**** Provided records ****

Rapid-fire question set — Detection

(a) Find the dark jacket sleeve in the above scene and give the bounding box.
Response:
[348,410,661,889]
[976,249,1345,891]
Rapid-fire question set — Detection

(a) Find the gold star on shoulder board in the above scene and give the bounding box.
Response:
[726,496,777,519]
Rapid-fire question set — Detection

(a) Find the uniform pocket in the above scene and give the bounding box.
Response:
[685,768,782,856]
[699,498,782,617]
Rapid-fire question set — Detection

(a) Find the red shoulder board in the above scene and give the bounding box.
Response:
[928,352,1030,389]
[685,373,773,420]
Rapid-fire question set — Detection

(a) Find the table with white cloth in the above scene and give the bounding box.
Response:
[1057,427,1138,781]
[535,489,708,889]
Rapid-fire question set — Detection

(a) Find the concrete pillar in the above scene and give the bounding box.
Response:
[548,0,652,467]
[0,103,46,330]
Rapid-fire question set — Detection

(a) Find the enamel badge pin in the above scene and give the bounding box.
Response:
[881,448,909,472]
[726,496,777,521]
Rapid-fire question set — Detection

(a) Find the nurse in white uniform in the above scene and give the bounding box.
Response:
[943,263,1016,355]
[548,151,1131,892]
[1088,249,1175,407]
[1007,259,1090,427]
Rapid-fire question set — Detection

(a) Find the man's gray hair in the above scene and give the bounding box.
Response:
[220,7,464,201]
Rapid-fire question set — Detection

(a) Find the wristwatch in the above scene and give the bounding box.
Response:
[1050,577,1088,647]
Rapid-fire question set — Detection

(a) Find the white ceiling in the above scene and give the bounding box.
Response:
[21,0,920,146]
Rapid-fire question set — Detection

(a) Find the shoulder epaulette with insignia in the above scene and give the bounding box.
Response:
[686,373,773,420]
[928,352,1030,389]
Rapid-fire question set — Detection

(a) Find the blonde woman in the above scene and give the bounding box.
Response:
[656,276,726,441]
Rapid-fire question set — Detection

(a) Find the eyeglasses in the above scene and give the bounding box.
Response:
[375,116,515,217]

****

▶ _What is asked_: Lay out the data as a Markdown table with columns "No." and "Text", one numbered row per line, starting with the first line of the data and going on through the line with "[726,496,777,521]". Leave out blank lines.

▶ _Response below_:
| No. | Text |
|---|---|
| 1 | Rapid-fire question set — Detection |
| 2 | (a) Find the dark jacket sleeve in the above scene and give the bounding box. |
| 3 | Response: |
| 4 | [348,410,661,889] |
| 5 | [976,249,1345,891] |
| 6 | Rapid-fire question set — Detection |
| 7 | (a) Find the gold star on shoulder board in the above scene and give the bounding box. |
| 8 | Response: |
| 9 | [726,496,777,519] |
| 10 | Rapid-fire question set — Detection |
| 11 | (a) Find the uniform pocket in the above scene and give the bounding box. |
| 12 | Response: |
| 13 | [685,768,782,856] |
| 14 | [699,498,782,617] |
| 15 | Rapid-fire question set — Detection |
| 16 | (a) Find the red shoulder board in the above scene and give the bounding box. |
| 17 | Response: |
| 18 | [928,352,1030,389] |
| 19 | [685,373,773,420] |
| 20 | Rapid-fire question set — Detection |
| 21 | (a) Find the table with white cloth in the above scene and give the bounding box. |
| 22 | Response: |
| 23 | [1057,427,1138,781] |
| 24 | [535,489,708,889] |
| 25 | Rapid-fire question set — Detection |
| 26 | (a) Find the concrete pillar in the above scene and give the bounding box. |
| 27 | Response: |
| 28 | [548,0,652,467] |
| 29 | [0,103,46,330] |
| 30 | Rapid-fire question set — Detection |
| 31 | (a) Find the enamel badge pin in the above scene and give the bounding box. |
| 32 | Response: |
| 33 | [881,448,909,472] |
| 34 | [726,496,777,521] |